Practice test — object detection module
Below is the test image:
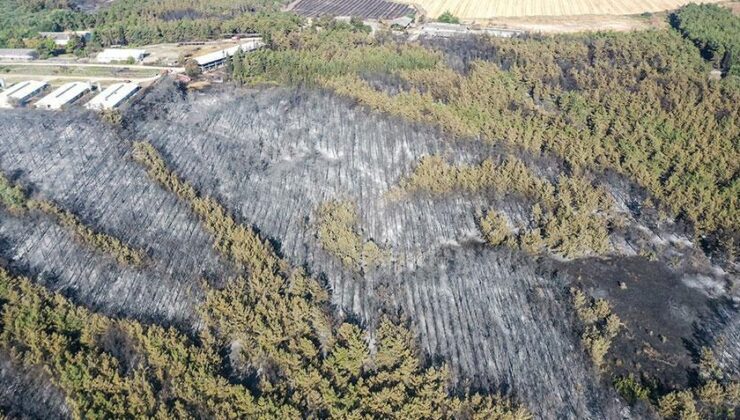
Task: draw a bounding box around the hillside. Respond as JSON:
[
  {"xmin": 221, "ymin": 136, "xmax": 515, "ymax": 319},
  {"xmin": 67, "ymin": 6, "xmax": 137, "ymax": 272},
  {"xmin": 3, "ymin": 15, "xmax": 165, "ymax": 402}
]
[{"xmin": 0, "ymin": 0, "xmax": 740, "ymax": 419}]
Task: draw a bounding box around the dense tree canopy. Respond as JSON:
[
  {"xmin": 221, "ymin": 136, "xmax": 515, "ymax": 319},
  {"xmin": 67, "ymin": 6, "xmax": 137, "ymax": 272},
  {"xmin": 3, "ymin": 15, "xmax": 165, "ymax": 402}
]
[
  {"xmin": 672, "ymin": 4, "xmax": 740, "ymax": 76},
  {"xmin": 234, "ymin": 24, "xmax": 740, "ymax": 255}
]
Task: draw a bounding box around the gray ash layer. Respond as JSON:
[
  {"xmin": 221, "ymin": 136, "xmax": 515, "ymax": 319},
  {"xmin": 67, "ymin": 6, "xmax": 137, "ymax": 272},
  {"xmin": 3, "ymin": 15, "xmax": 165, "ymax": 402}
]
[{"xmin": 0, "ymin": 83, "xmax": 737, "ymax": 418}]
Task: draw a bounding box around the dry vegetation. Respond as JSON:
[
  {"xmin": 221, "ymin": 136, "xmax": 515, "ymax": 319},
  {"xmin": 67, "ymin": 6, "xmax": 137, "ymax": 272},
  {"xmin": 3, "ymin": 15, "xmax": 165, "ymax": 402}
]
[
  {"xmin": 0, "ymin": 174, "xmax": 144, "ymax": 266},
  {"xmin": 317, "ymin": 201, "xmax": 390, "ymax": 271},
  {"xmin": 402, "ymin": 0, "xmax": 720, "ymax": 20},
  {"xmin": 392, "ymin": 156, "xmax": 613, "ymax": 258}
]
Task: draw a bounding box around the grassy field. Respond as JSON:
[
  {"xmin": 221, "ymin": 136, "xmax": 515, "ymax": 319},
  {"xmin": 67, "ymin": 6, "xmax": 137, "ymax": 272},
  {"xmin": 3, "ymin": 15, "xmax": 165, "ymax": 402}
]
[
  {"xmin": 410, "ymin": 0, "xmax": 719, "ymax": 20},
  {"xmin": 0, "ymin": 64, "xmax": 159, "ymax": 79}
]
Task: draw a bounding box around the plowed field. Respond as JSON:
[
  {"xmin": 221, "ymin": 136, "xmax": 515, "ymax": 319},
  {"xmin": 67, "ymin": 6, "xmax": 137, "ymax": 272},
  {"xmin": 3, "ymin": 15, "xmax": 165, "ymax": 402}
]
[{"xmin": 404, "ymin": 0, "xmax": 718, "ymax": 20}]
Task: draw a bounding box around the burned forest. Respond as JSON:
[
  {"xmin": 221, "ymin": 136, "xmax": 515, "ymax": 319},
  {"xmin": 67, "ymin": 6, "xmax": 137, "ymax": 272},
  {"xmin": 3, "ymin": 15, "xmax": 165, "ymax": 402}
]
[{"xmin": 0, "ymin": 0, "xmax": 740, "ymax": 420}]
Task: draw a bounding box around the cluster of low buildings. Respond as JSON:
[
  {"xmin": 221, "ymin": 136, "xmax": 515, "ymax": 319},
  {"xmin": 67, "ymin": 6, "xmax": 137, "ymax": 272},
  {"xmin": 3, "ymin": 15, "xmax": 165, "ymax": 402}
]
[{"xmin": 0, "ymin": 80, "xmax": 140, "ymax": 110}]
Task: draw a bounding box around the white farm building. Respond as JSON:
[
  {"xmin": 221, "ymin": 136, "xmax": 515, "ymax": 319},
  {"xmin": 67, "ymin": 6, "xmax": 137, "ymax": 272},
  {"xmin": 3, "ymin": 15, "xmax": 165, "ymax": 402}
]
[
  {"xmin": 194, "ymin": 38, "xmax": 264, "ymax": 70},
  {"xmin": 85, "ymin": 82, "xmax": 139, "ymax": 110},
  {"xmin": 39, "ymin": 31, "xmax": 92, "ymax": 47},
  {"xmin": 0, "ymin": 48, "xmax": 39, "ymax": 61},
  {"xmin": 0, "ymin": 80, "xmax": 48, "ymax": 108},
  {"xmin": 36, "ymin": 82, "xmax": 92, "ymax": 109},
  {"xmin": 96, "ymin": 48, "xmax": 146, "ymax": 63}
]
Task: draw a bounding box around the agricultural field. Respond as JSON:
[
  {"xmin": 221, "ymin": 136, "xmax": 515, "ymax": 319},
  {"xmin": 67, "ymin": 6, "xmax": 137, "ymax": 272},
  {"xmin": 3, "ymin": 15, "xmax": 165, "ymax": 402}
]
[
  {"xmin": 401, "ymin": 0, "xmax": 718, "ymax": 20},
  {"xmin": 0, "ymin": 63, "xmax": 160, "ymax": 80},
  {"xmin": 288, "ymin": 0, "xmax": 414, "ymax": 19}
]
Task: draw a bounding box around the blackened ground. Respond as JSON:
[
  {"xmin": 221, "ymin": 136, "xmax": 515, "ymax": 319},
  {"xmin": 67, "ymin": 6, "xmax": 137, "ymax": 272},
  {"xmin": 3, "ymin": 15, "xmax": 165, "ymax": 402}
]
[
  {"xmin": 561, "ymin": 257, "xmax": 738, "ymax": 390},
  {"xmin": 0, "ymin": 83, "xmax": 737, "ymax": 419}
]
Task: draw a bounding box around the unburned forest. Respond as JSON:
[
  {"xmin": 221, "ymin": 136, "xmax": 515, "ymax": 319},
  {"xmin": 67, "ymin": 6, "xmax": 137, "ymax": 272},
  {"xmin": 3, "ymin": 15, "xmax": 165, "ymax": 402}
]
[{"xmin": 0, "ymin": 6, "xmax": 740, "ymax": 419}]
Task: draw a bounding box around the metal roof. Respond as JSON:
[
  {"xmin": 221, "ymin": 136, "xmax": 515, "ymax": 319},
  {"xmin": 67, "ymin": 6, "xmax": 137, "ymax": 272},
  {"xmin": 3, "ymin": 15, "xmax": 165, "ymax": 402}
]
[
  {"xmin": 0, "ymin": 48, "xmax": 38, "ymax": 58},
  {"xmin": 85, "ymin": 82, "xmax": 139, "ymax": 109},
  {"xmin": 194, "ymin": 38, "xmax": 264, "ymax": 66},
  {"xmin": 36, "ymin": 82, "xmax": 92, "ymax": 109},
  {"xmin": 0, "ymin": 80, "xmax": 47, "ymax": 108},
  {"xmin": 96, "ymin": 48, "xmax": 146, "ymax": 62}
]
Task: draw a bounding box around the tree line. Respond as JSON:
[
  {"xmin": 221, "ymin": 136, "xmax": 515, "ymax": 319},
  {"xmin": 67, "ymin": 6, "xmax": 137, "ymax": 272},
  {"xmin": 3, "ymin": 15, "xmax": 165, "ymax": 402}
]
[
  {"xmin": 671, "ymin": 4, "xmax": 740, "ymax": 77},
  {"xmin": 233, "ymin": 26, "xmax": 740, "ymax": 260}
]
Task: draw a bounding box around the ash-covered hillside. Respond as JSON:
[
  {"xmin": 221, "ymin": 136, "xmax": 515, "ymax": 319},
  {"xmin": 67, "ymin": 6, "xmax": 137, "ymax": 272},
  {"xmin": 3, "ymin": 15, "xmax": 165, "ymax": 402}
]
[{"xmin": 0, "ymin": 82, "xmax": 740, "ymax": 418}]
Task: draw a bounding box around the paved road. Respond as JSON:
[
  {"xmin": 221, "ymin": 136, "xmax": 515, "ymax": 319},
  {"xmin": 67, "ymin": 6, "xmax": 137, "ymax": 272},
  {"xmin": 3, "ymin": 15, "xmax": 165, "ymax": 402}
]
[
  {"xmin": 3, "ymin": 73, "xmax": 159, "ymax": 83},
  {"xmin": 0, "ymin": 61, "xmax": 185, "ymax": 73}
]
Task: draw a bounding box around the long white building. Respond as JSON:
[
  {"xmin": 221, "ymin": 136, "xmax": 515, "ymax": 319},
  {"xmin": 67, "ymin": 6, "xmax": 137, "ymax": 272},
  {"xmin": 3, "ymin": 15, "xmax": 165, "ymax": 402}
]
[
  {"xmin": 0, "ymin": 80, "xmax": 48, "ymax": 108},
  {"xmin": 36, "ymin": 82, "xmax": 92, "ymax": 109},
  {"xmin": 85, "ymin": 82, "xmax": 139, "ymax": 110},
  {"xmin": 96, "ymin": 48, "xmax": 146, "ymax": 63},
  {"xmin": 194, "ymin": 38, "xmax": 265, "ymax": 70}
]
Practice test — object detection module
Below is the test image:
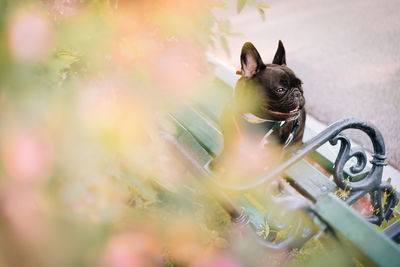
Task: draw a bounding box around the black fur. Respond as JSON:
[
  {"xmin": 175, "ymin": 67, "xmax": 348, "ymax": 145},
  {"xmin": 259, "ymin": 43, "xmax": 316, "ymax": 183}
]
[{"xmin": 211, "ymin": 41, "xmax": 306, "ymax": 172}]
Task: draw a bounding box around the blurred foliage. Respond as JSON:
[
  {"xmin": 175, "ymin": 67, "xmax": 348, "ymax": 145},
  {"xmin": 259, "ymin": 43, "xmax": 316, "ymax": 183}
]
[{"xmin": 0, "ymin": 0, "xmax": 278, "ymax": 266}]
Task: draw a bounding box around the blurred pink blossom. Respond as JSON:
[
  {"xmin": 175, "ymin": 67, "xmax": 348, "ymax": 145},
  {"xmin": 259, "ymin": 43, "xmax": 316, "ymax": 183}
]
[
  {"xmin": 100, "ymin": 231, "xmax": 163, "ymax": 267},
  {"xmin": 0, "ymin": 183, "xmax": 44, "ymax": 243},
  {"xmin": 1, "ymin": 130, "xmax": 52, "ymax": 182},
  {"xmin": 8, "ymin": 9, "xmax": 52, "ymax": 61}
]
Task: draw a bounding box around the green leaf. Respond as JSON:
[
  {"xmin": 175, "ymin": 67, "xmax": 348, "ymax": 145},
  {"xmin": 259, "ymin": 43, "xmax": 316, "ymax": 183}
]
[{"xmin": 236, "ymin": 0, "xmax": 247, "ymax": 14}]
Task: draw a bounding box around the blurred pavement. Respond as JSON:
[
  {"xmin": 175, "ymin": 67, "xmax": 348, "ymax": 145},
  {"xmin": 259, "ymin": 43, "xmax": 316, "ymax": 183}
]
[{"xmin": 211, "ymin": 0, "xmax": 400, "ymax": 172}]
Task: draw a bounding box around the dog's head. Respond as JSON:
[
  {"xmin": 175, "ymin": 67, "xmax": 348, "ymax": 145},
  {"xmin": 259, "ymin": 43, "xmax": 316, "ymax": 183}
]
[{"xmin": 235, "ymin": 41, "xmax": 305, "ymax": 120}]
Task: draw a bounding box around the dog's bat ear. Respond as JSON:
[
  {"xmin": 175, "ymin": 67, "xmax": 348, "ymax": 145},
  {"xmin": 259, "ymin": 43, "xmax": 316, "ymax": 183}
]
[
  {"xmin": 240, "ymin": 42, "xmax": 264, "ymax": 78},
  {"xmin": 272, "ymin": 40, "xmax": 286, "ymax": 65}
]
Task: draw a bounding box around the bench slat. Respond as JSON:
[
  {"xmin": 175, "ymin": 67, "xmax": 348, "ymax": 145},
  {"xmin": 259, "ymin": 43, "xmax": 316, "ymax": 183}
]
[{"xmin": 314, "ymin": 193, "xmax": 400, "ymax": 267}]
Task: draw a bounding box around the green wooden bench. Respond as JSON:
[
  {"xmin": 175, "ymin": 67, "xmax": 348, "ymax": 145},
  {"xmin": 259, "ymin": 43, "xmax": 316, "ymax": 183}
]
[{"xmin": 162, "ymin": 57, "xmax": 400, "ymax": 266}]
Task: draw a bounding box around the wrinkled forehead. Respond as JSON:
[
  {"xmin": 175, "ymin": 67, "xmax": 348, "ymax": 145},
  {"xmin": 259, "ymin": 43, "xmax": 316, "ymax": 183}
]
[{"xmin": 260, "ymin": 64, "xmax": 297, "ymax": 83}]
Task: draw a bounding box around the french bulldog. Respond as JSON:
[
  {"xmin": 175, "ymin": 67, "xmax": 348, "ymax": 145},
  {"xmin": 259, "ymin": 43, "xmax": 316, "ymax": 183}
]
[{"xmin": 210, "ymin": 41, "xmax": 306, "ymax": 173}]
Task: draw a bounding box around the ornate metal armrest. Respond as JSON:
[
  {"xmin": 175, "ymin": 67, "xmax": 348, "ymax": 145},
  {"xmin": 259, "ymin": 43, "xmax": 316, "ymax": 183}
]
[{"xmin": 211, "ymin": 118, "xmax": 397, "ymax": 225}]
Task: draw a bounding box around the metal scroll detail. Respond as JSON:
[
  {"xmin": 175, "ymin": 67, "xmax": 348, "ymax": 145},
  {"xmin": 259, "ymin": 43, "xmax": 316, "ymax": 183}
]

> _Brief_
With both ends included, please retype exactly the lines from the line containing "Task: draw a bounding box around the french" to the final line of the data.

> _Task response_
Task: draw a bounding box around the french bulldog. Respond as JSON:
[
  {"xmin": 175, "ymin": 67, "xmax": 348, "ymax": 145},
  {"xmin": 259, "ymin": 43, "xmax": 316, "ymax": 183}
]
[{"xmin": 210, "ymin": 41, "xmax": 306, "ymax": 173}]
Task: draw a bounding box around the ornate metal armrest. Respond as JSON:
[
  {"xmin": 175, "ymin": 67, "xmax": 348, "ymax": 145},
  {"xmin": 259, "ymin": 43, "xmax": 316, "ymax": 183}
]
[{"xmin": 211, "ymin": 118, "xmax": 397, "ymax": 225}]
Task: draw a bounding box around the metal scroll detail. Respond as JSON:
[
  {"xmin": 175, "ymin": 67, "xmax": 348, "ymax": 145},
  {"xmin": 259, "ymin": 43, "xmax": 316, "ymax": 183}
]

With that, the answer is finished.